_GIVEN REQUEST 1_
Summarize the passage on composition vectors in two sentences.
_GIVEN REQUEST 2_
Resume the passage on composition vectors from where it stops.
## begin EXTRACT TO READ
We define the composition vector of phase component j as

$$n_{j} = \left( {\begin{array}{*{20}c} {n_{1}^{j} } \\ {\begin{array}{*{20}c} {n_{2}^{j} } \\ {...} \\ \end{array} } \\ {n_{c}^{j} } \\ \end{array} } \right),$$

(4)

where \({n}_{i}^{j}\) gives the number of moles of component i contained per formula unit of phase or phase component j, and c is the number of components. We now build a matrix A using the composition vectors of the twelve phases or phase components and of oxygen as the columns of A and calculate the orthonormal basis of the zero space of A. This delivers a set of six linearly independent equations, which correspond to all linearly independent stoichiometric reaction equations that may be written among the phases and phase components:

$${\text{CaFe}}^{{{3} + }} {\text{AlSi}}_{{2}} {\text{O}}_{{8}} + {\text{ NaAlSi}}_{{3}} {\text{O}}_{{8}} = {\text{ CaAl}}_{{2}} {\text{Si}}_{{2}} {\text{O}}_{{8}} + {\text{ NaFe}}^{{{3} + }} {\text{Si}}_{{3}} {\text{O}}_{{8}}$$

(5)
## end EXTRACT TO READ
## begin RECORD EXTRACTS
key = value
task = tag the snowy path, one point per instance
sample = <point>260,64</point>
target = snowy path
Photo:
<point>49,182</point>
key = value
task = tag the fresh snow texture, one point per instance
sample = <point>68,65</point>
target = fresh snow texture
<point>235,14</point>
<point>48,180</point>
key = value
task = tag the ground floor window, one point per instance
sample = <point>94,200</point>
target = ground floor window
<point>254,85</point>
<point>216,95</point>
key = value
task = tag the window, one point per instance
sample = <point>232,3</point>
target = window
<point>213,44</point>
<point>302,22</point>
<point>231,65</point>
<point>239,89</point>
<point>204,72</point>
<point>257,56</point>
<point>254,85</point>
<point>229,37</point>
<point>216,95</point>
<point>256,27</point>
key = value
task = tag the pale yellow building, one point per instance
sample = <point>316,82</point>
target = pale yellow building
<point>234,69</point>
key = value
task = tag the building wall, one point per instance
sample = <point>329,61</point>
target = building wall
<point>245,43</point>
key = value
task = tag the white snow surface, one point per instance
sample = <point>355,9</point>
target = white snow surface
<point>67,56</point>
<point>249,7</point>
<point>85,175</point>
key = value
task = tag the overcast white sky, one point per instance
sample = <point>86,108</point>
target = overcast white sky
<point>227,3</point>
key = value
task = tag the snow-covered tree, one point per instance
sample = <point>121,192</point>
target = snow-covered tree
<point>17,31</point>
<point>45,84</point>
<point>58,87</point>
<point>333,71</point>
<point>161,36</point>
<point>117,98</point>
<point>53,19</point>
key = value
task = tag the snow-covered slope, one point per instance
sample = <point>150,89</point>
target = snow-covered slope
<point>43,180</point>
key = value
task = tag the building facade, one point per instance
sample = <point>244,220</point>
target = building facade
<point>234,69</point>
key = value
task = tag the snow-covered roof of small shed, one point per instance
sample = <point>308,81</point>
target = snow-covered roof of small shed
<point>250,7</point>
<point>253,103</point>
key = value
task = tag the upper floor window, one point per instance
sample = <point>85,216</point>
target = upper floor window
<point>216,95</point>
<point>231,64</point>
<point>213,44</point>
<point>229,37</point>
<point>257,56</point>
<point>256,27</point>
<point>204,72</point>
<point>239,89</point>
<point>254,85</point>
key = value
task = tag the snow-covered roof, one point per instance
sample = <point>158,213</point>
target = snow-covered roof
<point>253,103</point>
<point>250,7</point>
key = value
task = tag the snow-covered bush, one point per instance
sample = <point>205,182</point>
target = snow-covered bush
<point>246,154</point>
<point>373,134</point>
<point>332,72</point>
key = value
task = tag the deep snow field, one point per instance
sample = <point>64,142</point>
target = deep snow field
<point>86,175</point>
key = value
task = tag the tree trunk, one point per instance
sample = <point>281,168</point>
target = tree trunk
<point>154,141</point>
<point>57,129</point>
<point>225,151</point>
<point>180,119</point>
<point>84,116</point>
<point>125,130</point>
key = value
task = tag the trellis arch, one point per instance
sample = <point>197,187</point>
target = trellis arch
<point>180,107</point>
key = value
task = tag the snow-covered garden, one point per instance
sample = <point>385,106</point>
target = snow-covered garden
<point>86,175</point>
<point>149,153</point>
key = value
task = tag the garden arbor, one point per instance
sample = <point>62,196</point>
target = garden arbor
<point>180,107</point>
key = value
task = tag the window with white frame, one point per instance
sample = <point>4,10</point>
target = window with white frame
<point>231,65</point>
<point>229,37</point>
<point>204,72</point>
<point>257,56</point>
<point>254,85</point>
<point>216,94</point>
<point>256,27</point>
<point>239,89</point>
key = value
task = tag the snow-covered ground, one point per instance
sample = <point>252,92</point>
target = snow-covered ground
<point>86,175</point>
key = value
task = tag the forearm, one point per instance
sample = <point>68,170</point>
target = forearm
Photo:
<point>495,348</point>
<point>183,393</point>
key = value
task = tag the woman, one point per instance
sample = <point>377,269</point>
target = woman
## end RECORD EXTRACTS
_RIGHT ANSWER 1_
The passage defines the composition vector of a phase or phase component j as a vector whose entries give the number of moles of each component i per formula unit of j, with c being the number of components. A matrix A is built with the composition vectors of the twelve phases or phase components and of oxygen as its columns, and calculating the orthonormal basis of its zero space delivers six linearly independent equations that correspond to all linearly independent stoichiometric reaction equations among the phases and phase components.

_RIGHT ANSWER 2_
$${\text{CaMgSi}}_{{3}} {\text{O}}_{{8}} + {\text{ FeSiO}}_{{3}} = {\text{ CaFe}}^{{{2} + }} {\text{Si}}_{{3}} {\text{O}}_{{8}} + {\text{ MgSiO}}_{{3}}$$

(6)

$${\text{CaAl}}_{{2}} {\text{Si}}_{{2}} {\text{O}}_{{8}} + {\text{ FeSiO}}_{{3}} = {\text{ Fe}}^{{{2} + }} {\text{Al}}_{{2}} {\text{Si}}_{{2}} {\text{O}}_{{8}} + {\text{ CaSiO}}_{{3}}$$

(7)

$${\text{2 CaFe}}^{{{3} + }} {\text{AlSi}}_{{2}} {\text{O}}_{{8}} + {\text{ 4 FeSiO}}_{{3}} = {\text{ 2 CaFe}}^{{{2} + }} {\text{Si}}_{{3}} {\text{O}}_{{8}} + {\text{ Fe}}^{{{2} + }} {\text{Al}}_{{2}} {\text{Si}}_{{2}} {\text{O}}_{{8}} + {\text{ Fe}}_{{3}} {\text{O}}_{{4}}$$

(8)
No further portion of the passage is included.